WORK REQUIRED:
Reproduce word for word the part of the lines that opens with the line containing "Readme: the locator spots each instance of the equestrian" and runs through the last of the lines. Leave the pictures out of your answer.
■ ■ ■ ■
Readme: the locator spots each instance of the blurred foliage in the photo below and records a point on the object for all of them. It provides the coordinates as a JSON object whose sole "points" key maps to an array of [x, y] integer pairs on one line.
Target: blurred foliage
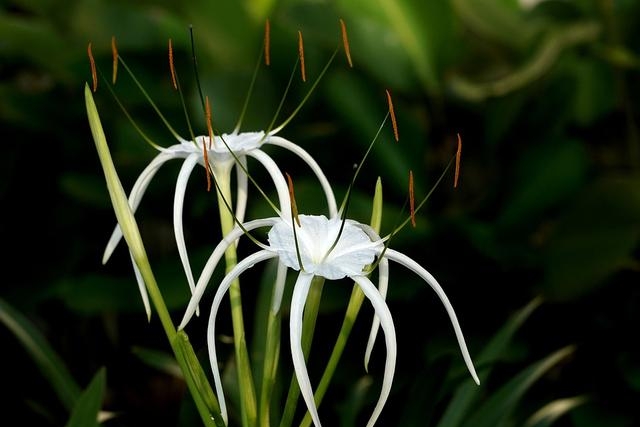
{"points": [[543, 93]]}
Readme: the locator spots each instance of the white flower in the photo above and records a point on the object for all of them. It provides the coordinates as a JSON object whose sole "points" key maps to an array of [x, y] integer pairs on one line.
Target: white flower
{"points": [[331, 249], [221, 161]]}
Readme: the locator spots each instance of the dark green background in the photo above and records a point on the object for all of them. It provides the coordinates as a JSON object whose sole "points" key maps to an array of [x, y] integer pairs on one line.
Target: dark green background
{"points": [[545, 101]]}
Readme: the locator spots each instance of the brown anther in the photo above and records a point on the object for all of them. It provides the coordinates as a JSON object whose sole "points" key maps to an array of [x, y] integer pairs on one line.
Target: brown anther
{"points": [[267, 43], [294, 206], [208, 118], [412, 200], [92, 62], [456, 176], [114, 53], [345, 42], [393, 116], [174, 82], [301, 54]]}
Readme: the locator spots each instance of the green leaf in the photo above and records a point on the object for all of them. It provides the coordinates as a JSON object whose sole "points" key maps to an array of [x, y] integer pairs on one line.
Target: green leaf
{"points": [[549, 413], [192, 368], [594, 239], [85, 413], [502, 403], [159, 360], [468, 393], [45, 358]]}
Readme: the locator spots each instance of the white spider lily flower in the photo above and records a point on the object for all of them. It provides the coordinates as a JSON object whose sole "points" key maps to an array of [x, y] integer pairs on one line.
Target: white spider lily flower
{"points": [[223, 154], [329, 248]]}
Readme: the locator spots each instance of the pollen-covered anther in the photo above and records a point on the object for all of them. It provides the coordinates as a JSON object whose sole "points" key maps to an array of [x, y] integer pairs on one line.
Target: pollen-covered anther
{"points": [[301, 54], [456, 176], [92, 63], [393, 115], [412, 200], [172, 69], [267, 43], [345, 42], [114, 53]]}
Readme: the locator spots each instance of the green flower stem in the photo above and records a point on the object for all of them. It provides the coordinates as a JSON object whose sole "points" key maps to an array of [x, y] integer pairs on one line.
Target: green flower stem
{"points": [[271, 357], [308, 326], [190, 366], [355, 302], [248, 405]]}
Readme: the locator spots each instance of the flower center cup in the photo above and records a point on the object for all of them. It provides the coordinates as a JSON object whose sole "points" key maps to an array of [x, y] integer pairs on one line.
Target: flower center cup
{"points": [[316, 236]]}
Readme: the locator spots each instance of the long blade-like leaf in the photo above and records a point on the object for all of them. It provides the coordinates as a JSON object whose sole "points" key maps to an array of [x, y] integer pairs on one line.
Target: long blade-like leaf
{"points": [[468, 393]]}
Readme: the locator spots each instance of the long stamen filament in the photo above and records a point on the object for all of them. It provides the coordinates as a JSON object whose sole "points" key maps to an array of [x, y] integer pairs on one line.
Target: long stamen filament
{"points": [[301, 54], [393, 115], [92, 63], [172, 67], [294, 216], [267, 43], [412, 200], [458, 157]]}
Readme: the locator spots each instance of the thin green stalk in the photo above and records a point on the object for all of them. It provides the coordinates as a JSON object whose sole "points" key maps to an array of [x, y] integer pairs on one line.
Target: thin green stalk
{"points": [[271, 357], [248, 405], [355, 302], [308, 326]]}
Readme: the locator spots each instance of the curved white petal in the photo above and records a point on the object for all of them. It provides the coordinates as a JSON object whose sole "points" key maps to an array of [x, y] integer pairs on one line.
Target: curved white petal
{"points": [[178, 203], [306, 157], [298, 299], [382, 313], [242, 266], [278, 179], [138, 190], [422, 272], [212, 263], [141, 287], [278, 288], [383, 284]]}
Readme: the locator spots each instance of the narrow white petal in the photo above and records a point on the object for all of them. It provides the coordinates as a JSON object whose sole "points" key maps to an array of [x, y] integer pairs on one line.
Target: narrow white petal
{"points": [[422, 272], [278, 288], [278, 179], [137, 192], [298, 299], [241, 267], [141, 287], [178, 203], [382, 313], [309, 160], [212, 263], [383, 284]]}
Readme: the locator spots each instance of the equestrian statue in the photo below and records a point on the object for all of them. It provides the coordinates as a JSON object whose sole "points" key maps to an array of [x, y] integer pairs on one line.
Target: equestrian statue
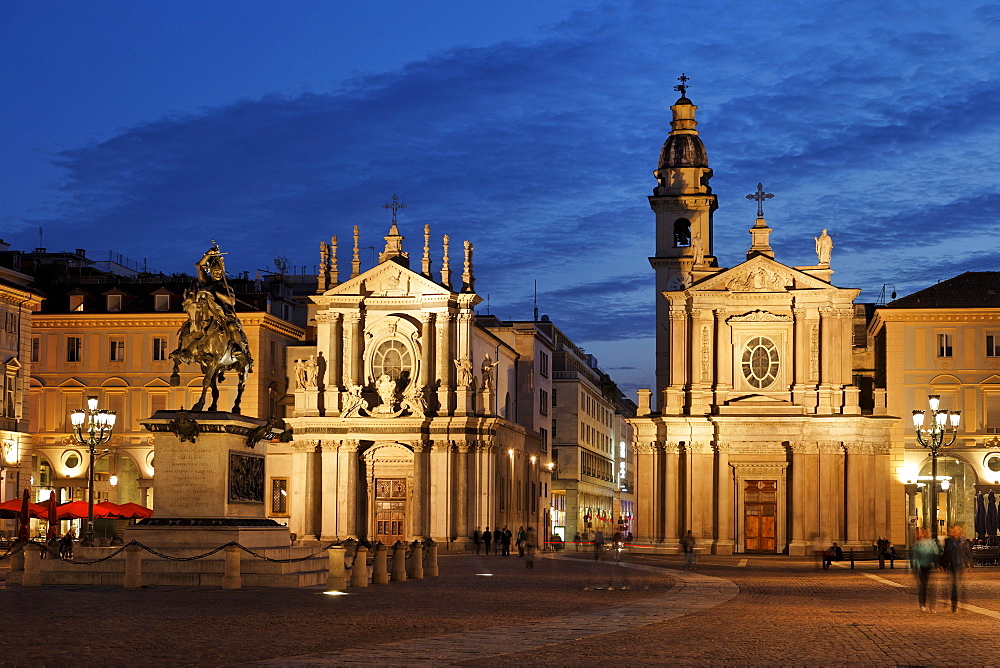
■ ■ ■ ■
SOLUTION FOR THIS PROBLEM:
Readme: the locator spots each instance of the equestrian statue in the photo below and records a point on the object for all of them. It provides the coordinates as a JSON object whose sole "points" key maps to an array of [x, y] integer pairs on one line.
Target: equestrian statue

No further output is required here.